#### REQUIRED ACTION:
The records, repeated exactly and in full, are the expected answer.

= = = = =

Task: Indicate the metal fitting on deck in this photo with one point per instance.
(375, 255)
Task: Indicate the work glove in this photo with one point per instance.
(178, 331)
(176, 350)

= = = = =

#### RESULT OF THE TASK:
Task: Indicate the metal fitting on deck in this photo with one point per instance.
(375, 255)
Task: Indicate the work glove in this photo with one point per instance.
(178, 331)
(176, 350)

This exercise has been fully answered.